+++ Extracted entries +++
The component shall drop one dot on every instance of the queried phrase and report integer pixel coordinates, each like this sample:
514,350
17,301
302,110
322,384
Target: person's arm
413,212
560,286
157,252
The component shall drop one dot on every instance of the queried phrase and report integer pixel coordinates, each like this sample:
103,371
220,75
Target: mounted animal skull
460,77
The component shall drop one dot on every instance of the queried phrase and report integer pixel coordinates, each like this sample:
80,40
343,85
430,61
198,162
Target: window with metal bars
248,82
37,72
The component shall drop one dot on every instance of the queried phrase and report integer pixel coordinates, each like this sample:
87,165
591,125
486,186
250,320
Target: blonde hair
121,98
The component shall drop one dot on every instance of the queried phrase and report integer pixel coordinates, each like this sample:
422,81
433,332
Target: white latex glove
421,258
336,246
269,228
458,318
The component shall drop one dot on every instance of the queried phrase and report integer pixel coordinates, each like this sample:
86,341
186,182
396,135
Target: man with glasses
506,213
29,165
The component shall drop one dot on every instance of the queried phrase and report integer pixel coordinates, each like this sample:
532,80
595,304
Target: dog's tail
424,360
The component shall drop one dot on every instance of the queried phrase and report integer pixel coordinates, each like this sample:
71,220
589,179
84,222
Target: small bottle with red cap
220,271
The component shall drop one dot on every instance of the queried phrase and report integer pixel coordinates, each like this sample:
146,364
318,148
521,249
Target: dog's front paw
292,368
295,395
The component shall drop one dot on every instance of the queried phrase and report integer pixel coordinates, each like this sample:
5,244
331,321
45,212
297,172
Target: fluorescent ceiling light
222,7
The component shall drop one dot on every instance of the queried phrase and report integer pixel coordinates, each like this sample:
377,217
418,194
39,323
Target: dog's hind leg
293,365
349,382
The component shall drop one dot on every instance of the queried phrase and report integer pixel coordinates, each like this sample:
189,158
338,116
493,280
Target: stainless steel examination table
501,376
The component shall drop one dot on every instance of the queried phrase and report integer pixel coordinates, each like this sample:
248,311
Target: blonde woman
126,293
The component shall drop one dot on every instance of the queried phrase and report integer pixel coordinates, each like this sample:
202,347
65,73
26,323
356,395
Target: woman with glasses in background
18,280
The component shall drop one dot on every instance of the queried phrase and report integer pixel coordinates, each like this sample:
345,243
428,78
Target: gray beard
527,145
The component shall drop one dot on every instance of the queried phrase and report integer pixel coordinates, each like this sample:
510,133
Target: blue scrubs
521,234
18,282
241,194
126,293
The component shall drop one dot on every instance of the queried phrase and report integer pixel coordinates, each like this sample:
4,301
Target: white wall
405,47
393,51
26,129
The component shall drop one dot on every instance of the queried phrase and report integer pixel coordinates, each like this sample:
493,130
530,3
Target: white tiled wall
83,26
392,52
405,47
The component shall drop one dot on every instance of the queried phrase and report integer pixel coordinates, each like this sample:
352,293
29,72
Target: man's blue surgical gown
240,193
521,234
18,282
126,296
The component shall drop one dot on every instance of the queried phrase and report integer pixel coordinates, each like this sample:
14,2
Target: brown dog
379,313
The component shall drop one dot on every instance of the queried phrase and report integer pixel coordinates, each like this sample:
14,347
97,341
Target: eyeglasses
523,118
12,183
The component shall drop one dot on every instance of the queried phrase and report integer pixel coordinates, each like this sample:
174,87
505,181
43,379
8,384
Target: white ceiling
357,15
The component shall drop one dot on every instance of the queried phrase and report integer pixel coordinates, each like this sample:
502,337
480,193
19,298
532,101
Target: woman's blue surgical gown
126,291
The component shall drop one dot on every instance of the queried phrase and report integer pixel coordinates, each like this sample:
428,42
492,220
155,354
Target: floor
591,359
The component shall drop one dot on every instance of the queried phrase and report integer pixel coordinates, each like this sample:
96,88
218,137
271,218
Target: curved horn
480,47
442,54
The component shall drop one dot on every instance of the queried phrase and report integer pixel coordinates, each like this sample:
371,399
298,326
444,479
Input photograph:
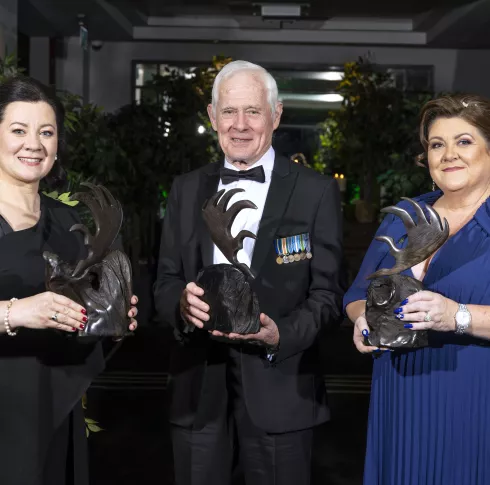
+++
Problem requirements:
Report how many lines in the material above contain the word "ceiling", and give only the number.

Response for this exercise:
2